WHAT YOU SHOULD DO
Please copy every record below exactly, but leave the pictures out.
** Opening GIVEN DATA block **
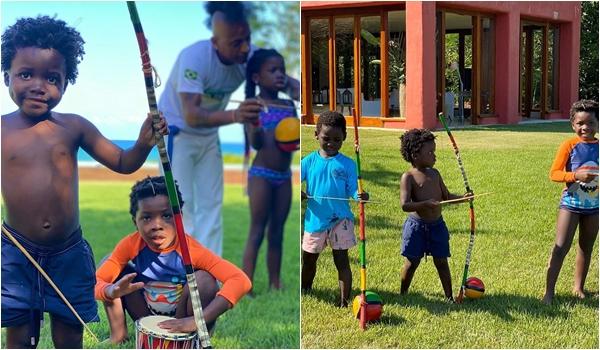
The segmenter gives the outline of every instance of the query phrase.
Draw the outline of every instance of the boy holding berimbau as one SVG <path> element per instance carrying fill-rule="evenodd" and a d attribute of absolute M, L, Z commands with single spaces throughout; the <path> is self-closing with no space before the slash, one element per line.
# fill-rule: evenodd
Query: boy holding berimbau
<path fill-rule="evenodd" d="M 57 348 L 82 348 L 83 325 L 13 241 L 33 256 L 82 322 L 98 320 L 94 257 L 79 223 L 77 151 L 118 173 L 139 169 L 155 144 L 148 117 L 122 150 L 87 119 L 52 111 L 75 83 L 84 41 L 64 21 L 21 18 L 2 34 L 2 71 L 19 107 L 2 116 L 2 327 L 6 346 L 35 347 L 50 313 Z M 155 126 L 167 133 L 164 119 Z"/>
<path fill-rule="evenodd" d="M 442 217 L 440 201 L 460 199 L 452 194 L 433 166 L 435 136 L 426 129 L 412 129 L 401 137 L 402 157 L 412 167 L 400 180 L 400 203 L 409 212 L 402 228 L 402 269 L 400 293 L 408 292 L 410 283 L 423 256 L 433 256 L 446 300 L 453 301 L 452 279 L 448 266 L 450 234 Z M 465 196 L 471 193 L 465 194 Z M 457 201 L 460 203 L 462 201 Z"/>
<path fill-rule="evenodd" d="M 339 306 L 347 307 L 352 290 L 348 249 L 356 245 L 354 214 L 347 199 L 366 201 L 369 194 L 358 192 L 356 163 L 339 152 L 346 140 L 344 116 L 336 111 L 322 113 L 317 121 L 315 138 L 319 149 L 302 159 L 300 174 L 301 180 L 306 182 L 302 199 L 309 199 L 302 237 L 302 290 L 309 292 L 312 289 L 319 255 L 330 245 L 338 271 Z"/>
** Closing GIVEN DATA block **
RESULT
The segmenter gives the outline of every instance of the query phrase.
Draw the outline of every instance of the boy holding berimbau as one SVG <path> element per instance carrying fill-rule="evenodd" and a d attribute of absolute M, L, Z commands with single spaces throughout; the <path> is self-closing with no space before the slash, one element per line.
# fill-rule: evenodd
Query: boy holding berimbau
<path fill-rule="evenodd" d="M 57 348 L 82 348 L 83 325 L 13 241 L 33 256 L 82 322 L 98 320 L 94 257 L 79 223 L 77 151 L 118 173 L 139 169 L 155 144 L 148 117 L 122 150 L 87 119 L 52 111 L 75 83 L 84 41 L 64 21 L 21 18 L 2 34 L 2 71 L 19 107 L 2 116 L 2 327 L 6 346 L 35 347 L 50 313 Z M 155 126 L 167 133 L 164 119 Z"/>
<path fill-rule="evenodd" d="M 442 217 L 440 201 L 460 199 L 452 194 L 433 166 L 435 136 L 426 129 L 412 129 L 401 137 L 402 157 L 412 167 L 400 180 L 400 203 L 409 212 L 402 228 L 402 269 L 400 293 L 408 292 L 410 283 L 423 256 L 433 256 L 446 300 L 453 301 L 452 279 L 448 266 L 450 234 Z M 465 196 L 471 193 L 465 194 Z M 457 201 L 460 203 L 462 201 Z"/>
<path fill-rule="evenodd" d="M 339 306 L 347 307 L 352 290 L 348 249 L 356 245 L 354 214 L 347 199 L 366 201 L 369 194 L 358 192 L 356 163 L 339 152 L 346 140 L 344 116 L 336 111 L 322 113 L 317 121 L 315 138 L 319 149 L 302 159 L 300 174 L 301 180 L 306 182 L 302 199 L 309 199 L 302 237 L 302 290 L 309 292 L 312 289 L 319 255 L 330 245 L 338 271 Z"/>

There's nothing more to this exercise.